## PAGE TEXT
Permission.
I am learning to give myself permission…
Permission to be who I am.
Permission to express my experiences how I please.
Permission to make mistakes and try again.
Permission to say no or say yes.
I was taught that permission is something that others give me; it is something I ask for.
There are so many societal standards and systems I am pressured to ascribe to.
Approaching freedom means becoming my own master.
Allowing myself to be who I want to be outside of societal norms.
I struggle with this daily and catch myself questioning almost everything before I do it.
“Is it okay for me to wear these shorts?”
“I like my hair this short but is it too masculine?”
“Is it okay if I laugh this loud?”
Daily I debate with this questioning and doubtful voice in my head.

But I feel another voice rising – she is confident and bold. I am starting to brazenly answer back with, “you can do whatever the fuck you want?!”
It feels weird to submit to my own voice. My real voice reminds me that I don’t have to wait for anyone to allow me to do what I want to do.

## PROVIDED MATERIAL
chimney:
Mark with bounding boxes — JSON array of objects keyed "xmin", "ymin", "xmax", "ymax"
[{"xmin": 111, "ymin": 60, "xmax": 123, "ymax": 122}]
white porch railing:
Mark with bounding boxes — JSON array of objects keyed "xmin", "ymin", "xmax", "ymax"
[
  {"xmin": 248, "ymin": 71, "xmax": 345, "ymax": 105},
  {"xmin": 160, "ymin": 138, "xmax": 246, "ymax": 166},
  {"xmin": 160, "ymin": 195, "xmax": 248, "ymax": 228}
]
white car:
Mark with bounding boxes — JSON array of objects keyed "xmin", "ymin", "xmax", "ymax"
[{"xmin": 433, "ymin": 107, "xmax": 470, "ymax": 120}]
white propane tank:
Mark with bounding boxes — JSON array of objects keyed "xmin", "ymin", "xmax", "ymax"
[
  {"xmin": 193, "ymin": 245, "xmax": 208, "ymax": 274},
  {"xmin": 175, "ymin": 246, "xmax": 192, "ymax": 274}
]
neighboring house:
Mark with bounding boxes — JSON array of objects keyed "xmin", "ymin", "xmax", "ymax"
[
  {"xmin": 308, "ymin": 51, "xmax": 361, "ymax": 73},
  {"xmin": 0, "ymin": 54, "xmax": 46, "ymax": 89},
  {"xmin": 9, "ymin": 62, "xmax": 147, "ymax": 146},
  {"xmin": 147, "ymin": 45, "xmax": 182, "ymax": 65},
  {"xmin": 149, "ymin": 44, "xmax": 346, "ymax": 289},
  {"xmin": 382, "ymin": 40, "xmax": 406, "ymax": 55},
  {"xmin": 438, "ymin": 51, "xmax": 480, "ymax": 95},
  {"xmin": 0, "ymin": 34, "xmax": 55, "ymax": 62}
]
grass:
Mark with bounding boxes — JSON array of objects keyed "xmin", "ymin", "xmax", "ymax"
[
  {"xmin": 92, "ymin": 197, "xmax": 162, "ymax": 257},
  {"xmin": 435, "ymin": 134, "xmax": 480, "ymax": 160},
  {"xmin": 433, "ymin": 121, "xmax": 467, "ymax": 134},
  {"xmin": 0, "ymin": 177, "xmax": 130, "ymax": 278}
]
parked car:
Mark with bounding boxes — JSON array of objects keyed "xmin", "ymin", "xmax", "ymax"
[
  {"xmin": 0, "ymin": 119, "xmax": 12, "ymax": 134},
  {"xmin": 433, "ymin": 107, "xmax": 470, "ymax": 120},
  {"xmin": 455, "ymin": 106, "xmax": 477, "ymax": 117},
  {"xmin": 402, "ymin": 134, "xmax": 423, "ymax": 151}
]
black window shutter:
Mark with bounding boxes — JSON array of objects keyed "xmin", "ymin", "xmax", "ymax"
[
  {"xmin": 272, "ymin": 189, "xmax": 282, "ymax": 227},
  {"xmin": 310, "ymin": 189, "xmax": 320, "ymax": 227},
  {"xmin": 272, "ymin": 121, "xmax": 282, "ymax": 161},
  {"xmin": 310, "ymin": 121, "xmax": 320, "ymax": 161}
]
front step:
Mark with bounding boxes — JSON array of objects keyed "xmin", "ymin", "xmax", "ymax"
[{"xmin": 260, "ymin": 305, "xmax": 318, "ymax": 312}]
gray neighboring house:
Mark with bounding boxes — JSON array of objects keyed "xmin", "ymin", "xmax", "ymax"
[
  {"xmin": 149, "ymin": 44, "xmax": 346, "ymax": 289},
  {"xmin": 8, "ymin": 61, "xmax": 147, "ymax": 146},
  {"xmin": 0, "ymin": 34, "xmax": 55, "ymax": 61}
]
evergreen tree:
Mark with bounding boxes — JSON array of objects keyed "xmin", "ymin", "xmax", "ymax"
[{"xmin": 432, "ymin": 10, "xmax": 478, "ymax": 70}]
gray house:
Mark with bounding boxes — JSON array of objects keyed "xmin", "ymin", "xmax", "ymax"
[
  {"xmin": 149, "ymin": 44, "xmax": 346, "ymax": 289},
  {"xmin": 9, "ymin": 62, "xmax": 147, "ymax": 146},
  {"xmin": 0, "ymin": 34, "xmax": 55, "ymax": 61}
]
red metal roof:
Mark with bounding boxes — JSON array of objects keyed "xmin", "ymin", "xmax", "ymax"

## TO DO
1. Rewrite the piece on permission starting with "I struggle with" and going on through "want to do.", replacing "voice" with "inner guide".
2. Answer these questions from the piece on permission:
(a) What was the writer taught that permission is?
(b) What does the writer ask about having their hair this short?
(c) Which two words describe the other voice the writer feels rising?
3. Go on with the piece on permission from its last sentence.
The entries have nothing to do with the piece on permission.

## ANSWER SET
1.
I struggle with this daily and catch myself questioning almost everything before I do it.
“Is it okay for me to wear these shorts?”
“I like my hair this short but is it too masculine?”
“Is it okay if I laugh this loud?”
Daily I debate with this questioning and doubtful inner guide in my head.

But I feel another inner guide rising – she is confident and bold. I am starting to brazenly answer back with, “you can do whatever the fuck you want?!”
It feels weird to submit to my own inner guide. My real inner guide reminds me that I don’t have to wait for anyone to allow me to do what I want to do.

2.
(a) Something that others give them, something they ask for.
(b) Whether it is too masculine.
(c) Confident and bold.

3.
There are rules in place for a girl like me.
There is an order to follow.
There is an immense pressure to speak a certain way, dress with class, and have a particular career. Religion was a significant factor in modifying my behavior and self-expression. My spirituality and, thus, my creativity had to fit into a specific mold.
From a young age, I was always conditioned first to ask if an action was “okay” and “acceptable.” When I engaged in “deviant” behavior, I would be an emotional wreck. I felt extreme shame, self-loathing, and dishonorable.
By 25, I was burnt out from asking.
I was exhausted by conforming.
Slowly, I have discovered I am not my happiest when I am asking others for permission.
It’s been a slow process of unlearning feelings of guilt and shame with being who I am.
Today I am thinking about how this habit of asking permission has affected writing. Writing is therapeutic but becomes a task when l start allowing that little voice in my head to ask if I am doing it “in the right way.”
Growing up, my identity and self-esteem were crafted around being a good student. In school, writing grammatically correct came first, and self-expression came after, which was never easy for me because I grew up in a bilingual household.
All of this created an immense amount of pressure to express my feelings and thoughts with perfection. What that did, was create this need to be perfect at the stake of genuine self-expression. I still feel the remnants.
When I write, I find myself still asking for constant permission and acceptance from an entity outside of myself.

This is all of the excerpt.